**Page:**
·····

I don't have any of Thiele's Zeiss data books so don't know when the various Zeiss Tessars were recomputed, am not aware of any similar resource for Schneider lenses. I do know that in general the newer the Tessar the better and for Tessars of the same vintage f/6.3ers are better -- sharper, larger coverage -- than f/4.5ers are better than f/3.5er. Also, I believe, with no firm evidence to support the belief, that late 210/6.1 and 150/5.6 Xenars are the best of all.

Zeiss and successors (Docter) made Tessars for at least 90 years, starting in 1902. Schneider made Xenars from no later than 1931 until fairly recently. There are many of both around, and of many vintages. Generalizing about them isn't safe.

Michael, which focal lengths, maximum apertures, and serial numbers are you trying to decide between?

Michael Graves
31-Mar-2012, 16:09
Michael, which focal lengths, maximum apertures, and serial numbers are you trying to decide between?

The one I have and the one that is coming with the camera are both 150 f4.5. The Xenar has a Linhof marking on the shutter. My Tessar has a Compur shutter and I've used it quite a lot. But as I say, I find sometimes the lack of movements shows up (usually in vignetted skies).

Dan Fromm
31-Mar-2012, 17:45
Michael, thanks for the reply. Without knowing more (shutter engraved Linhof probably means 1950s-60s, Compur shutter isn't informative, serial number would have been), they'll have the same coverage. That's tessars' nature. For f/4.5ers, 110% of focal length is a safe slightly conservative bet. As I wrote, the 150 Xenar to want most is the late 150/5.6.

lbenac
31-Mar-2012, 17:54
As I wrote, the 150 Xenar to want most is the late 150/5.6.

I have one and it is a lens I really like. Coupled with the 210/6.These are great value. I shoot B&W only so cannot comment on color.

Cheers,

Luc

Drew Bedo
31-Mar-2012, 19:27
You already have the Tessar: Buy the camera WITH the Xenaron it. Test both lenses and sell off the one you don't want.

IanG
1-Apr-2012, 02:57
Which Tessar is it ? Not a stupid question as there's the earlier ones in a dial set Compur, pre WWII uncoated on the rimset Compur and coated from 1938 onwards still made by CZJ after WWII, and later the West German Tessars.

·····

**Given task 1:** Rewrite the entries starting at the first line and ending at the line containing "top-left (0, 234), bottom-right (640, 273)", replacing "concrete walkway" with "paved path" and keeping everything else the same. Leave out the pictures.
The lens discussion and the entries come from unrelated sources.

·····

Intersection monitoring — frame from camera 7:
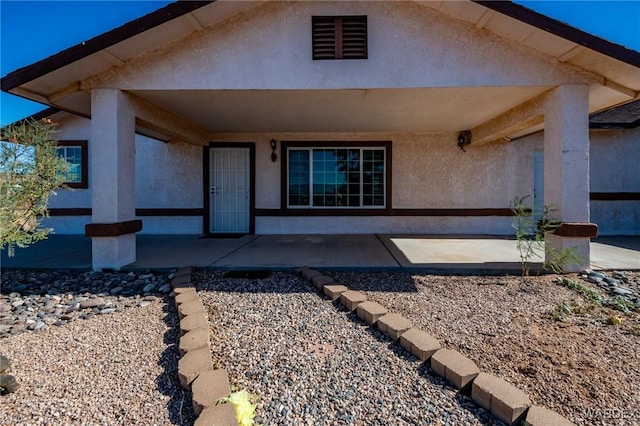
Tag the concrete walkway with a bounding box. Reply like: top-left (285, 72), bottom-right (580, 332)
top-left (0, 234), bottom-right (640, 273)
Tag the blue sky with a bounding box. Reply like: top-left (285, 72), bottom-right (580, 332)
top-left (0, 0), bottom-right (640, 125)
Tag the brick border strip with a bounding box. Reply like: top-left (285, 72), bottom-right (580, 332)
top-left (297, 267), bottom-right (575, 426)
top-left (169, 267), bottom-right (238, 426)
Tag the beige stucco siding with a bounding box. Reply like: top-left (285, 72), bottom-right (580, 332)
top-left (43, 116), bottom-right (203, 234)
top-left (590, 128), bottom-right (640, 235)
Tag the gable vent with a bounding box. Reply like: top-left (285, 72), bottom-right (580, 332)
top-left (312, 16), bottom-right (367, 59)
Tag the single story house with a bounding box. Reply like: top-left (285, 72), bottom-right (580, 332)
top-left (1, 0), bottom-right (640, 269)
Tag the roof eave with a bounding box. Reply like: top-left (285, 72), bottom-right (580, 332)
top-left (0, 0), bottom-right (216, 92)
top-left (472, 0), bottom-right (640, 68)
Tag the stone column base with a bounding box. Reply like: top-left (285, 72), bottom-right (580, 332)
top-left (91, 234), bottom-right (136, 271)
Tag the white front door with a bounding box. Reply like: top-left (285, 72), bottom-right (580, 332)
top-left (209, 148), bottom-right (251, 234)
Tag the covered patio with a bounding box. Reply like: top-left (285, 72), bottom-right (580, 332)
top-left (0, 234), bottom-right (640, 274)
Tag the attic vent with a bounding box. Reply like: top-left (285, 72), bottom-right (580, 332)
top-left (312, 16), bottom-right (367, 60)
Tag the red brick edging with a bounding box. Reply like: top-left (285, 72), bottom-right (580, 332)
top-left (298, 267), bottom-right (575, 426)
top-left (169, 267), bottom-right (238, 426)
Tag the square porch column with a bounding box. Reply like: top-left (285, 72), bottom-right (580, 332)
top-left (85, 88), bottom-right (142, 270)
top-left (544, 84), bottom-right (598, 272)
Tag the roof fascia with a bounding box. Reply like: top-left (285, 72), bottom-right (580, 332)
top-left (0, 0), bottom-right (216, 92)
top-left (472, 0), bottom-right (640, 68)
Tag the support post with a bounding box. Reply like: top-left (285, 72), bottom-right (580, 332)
top-left (544, 84), bottom-right (597, 272)
top-left (85, 88), bottom-right (142, 270)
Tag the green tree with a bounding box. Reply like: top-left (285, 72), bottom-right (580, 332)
top-left (0, 119), bottom-right (67, 256)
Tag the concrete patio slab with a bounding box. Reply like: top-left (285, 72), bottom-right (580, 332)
top-left (380, 235), bottom-right (543, 271)
top-left (591, 236), bottom-right (640, 270)
top-left (210, 234), bottom-right (398, 269)
top-left (0, 231), bottom-right (640, 274)
top-left (129, 235), bottom-right (258, 268)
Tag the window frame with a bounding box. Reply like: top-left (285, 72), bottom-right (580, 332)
top-left (280, 141), bottom-right (393, 215)
top-left (56, 140), bottom-right (89, 189)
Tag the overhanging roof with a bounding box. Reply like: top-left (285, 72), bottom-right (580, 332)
top-left (1, 0), bottom-right (640, 140)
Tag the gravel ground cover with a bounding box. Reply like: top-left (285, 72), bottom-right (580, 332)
top-left (333, 273), bottom-right (640, 425)
top-left (0, 271), bottom-right (194, 426)
top-left (198, 271), bottom-right (501, 425)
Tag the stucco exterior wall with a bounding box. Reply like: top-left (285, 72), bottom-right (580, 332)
top-left (83, 1), bottom-right (597, 90)
top-left (46, 118), bottom-right (640, 235)
top-left (43, 117), bottom-right (203, 234)
top-left (216, 133), bottom-right (542, 235)
top-left (590, 128), bottom-right (640, 235)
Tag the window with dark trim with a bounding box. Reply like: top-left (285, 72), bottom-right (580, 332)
top-left (56, 141), bottom-right (89, 188)
top-left (312, 16), bottom-right (367, 60)
top-left (287, 146), bottom-right (387, 209)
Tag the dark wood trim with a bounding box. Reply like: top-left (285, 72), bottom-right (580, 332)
top-left (589, 192), bottom-right (640, 201)
top-left (48, 207), bottom-right (92, 217)
top-left (84, 219), bottom-right (142, 237)
top-left (56, 139), bottom-right (89, 189)
top-left (282, 141), bottom-right (393, 211)
top-left (473, 0), bottom-right (640, 67)
top-left (589, 120), bottom-right (640, 130)
top-left (136, 207), bottom-right (204, 216)
top-left (553, 222), bottom-right (598, 238)
top-left (0, 0), bottom-right (215, 92)
top-left (49, 207), bottom-right (204, 217)
top-left (256, 208), bottom-right (514, 217)
top-left (202, 142), bottom-right (256, 234)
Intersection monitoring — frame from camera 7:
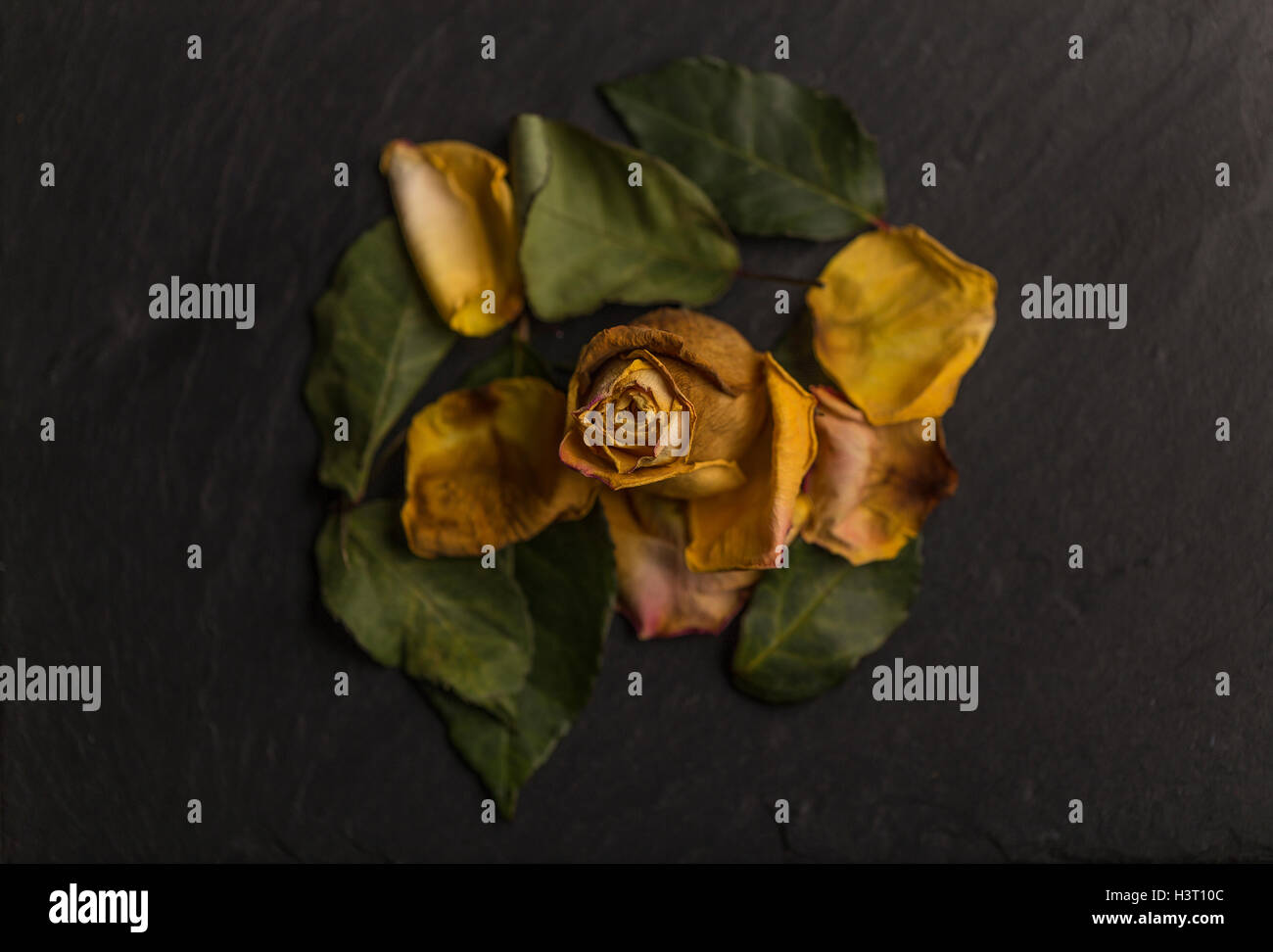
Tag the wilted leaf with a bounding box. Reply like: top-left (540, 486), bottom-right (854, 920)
top-left (323, 500), bottom-right (534, 717)
top-left (429, 506), bottom-right (615, 816)
top-left (733, 539), bottom-right (920, 701)
top-left (306, 217), bottom-right (455, 499)
top-left (806, 225), bottom-right (997, 426)
top-left (512, 115), bottom-right (738, 320)
top-left (601, 56), bottom-right (883, 239)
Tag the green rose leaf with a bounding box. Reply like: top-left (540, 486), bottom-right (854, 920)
top-left (306, 217), bottom-right (455, 500)
top-left (429, 505), bottom-right (615, 817)
top-left (323, 500), bottom-right (535, 718)
top-left (512, 115), bottom-right (739, 320)
top-left (601, 56), bottom-right (883, 241)
top-left (733, 539), bottom-right (920, 702)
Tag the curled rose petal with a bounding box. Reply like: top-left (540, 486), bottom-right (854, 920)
top-left (560, 308), bottom-right (767, 499)
top-left (806, 225), bottom-right (997, 426)
top-left (801, 387), bottom-right (959, 565)
top-left (601, 490), bottom-right (760, 639)
top-left (684, 354), bottom-right (818, 571)
top-left (402, 377), bottom-right (597, 558)
top-left (381, 139), bottom-right (525, 337)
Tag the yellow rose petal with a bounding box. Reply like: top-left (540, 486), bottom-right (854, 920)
top-left (381, 140), bottom-right (525, 337)
top-left (801, 387), bottom-right (959, 565)
top-left (402, 377), bottom-right (597, 558)
top-left (684, 354), bottom-right (818, 571)
top-left (806, 225), bottom-right (997, 426)
top-left (601, 490), bottom-right (760, 639)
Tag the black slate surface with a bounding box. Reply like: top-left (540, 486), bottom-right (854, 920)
top-left (0, 0), bottom-right (1273, 860)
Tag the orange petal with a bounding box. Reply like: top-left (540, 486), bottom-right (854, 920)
top-left (684, 354), bottom-right (818, 571)
top-left (560, 308), bottom-right (768, 498)
top-left (801, 387), bottom-right (959, 565)
top-left (601, 490), bottom-right (760, 641)
top-left (806, 225), bottom-right (997, 426)
top-left (402, 377), bottom-right (597, 558)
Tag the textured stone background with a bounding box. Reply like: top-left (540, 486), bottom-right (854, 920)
top-left (0, 0), bottom-right (1273, 860)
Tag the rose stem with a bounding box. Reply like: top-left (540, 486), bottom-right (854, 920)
top-left (734, 267), bottom-right (823, 288)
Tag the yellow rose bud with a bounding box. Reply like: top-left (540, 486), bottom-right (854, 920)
top-left (560, 308), bottom-right (816, 575)
top-left (381, 139), bottom-right (525, 337)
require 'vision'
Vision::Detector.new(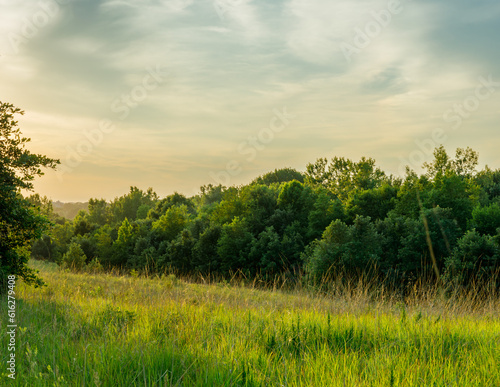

·····

**Given task 2:** List every date-and-time stamp in the lens discussion.

**Worked answer 1:**
Intersection monitoring — frame from camera 7:
Tag the paved path with a bounding box. Reply like: top-left (285, 72), bottom-right (580, 332)
top-left (0, 234), bottom-right (640, 273)

**Worked answer 2:**
31-Mar-2012, 16:09
31-Mar-2012, 17:45
31-Mar-2012, 17:54
31-Mar-2012, 19:27
1-Apr-2012, 02:57